(Annotation data for object locations)
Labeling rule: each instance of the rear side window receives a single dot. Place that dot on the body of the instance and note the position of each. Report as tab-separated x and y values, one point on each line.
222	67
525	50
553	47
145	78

_EXERCISE:_ Format every line in the entries above as a JSON list of strings, one string per line, leaving out any blank lines.

_TASK OUTPUT:_
[
  "Labeling rule: each instance of the rear side window receives a single dot. Place that dot on the body of the instance and note the position of each. Report as tab-separated x and y values, one point on each line.",
  "222\t67",
  "525\t50",
  "553\t47",
  "145\t78"
]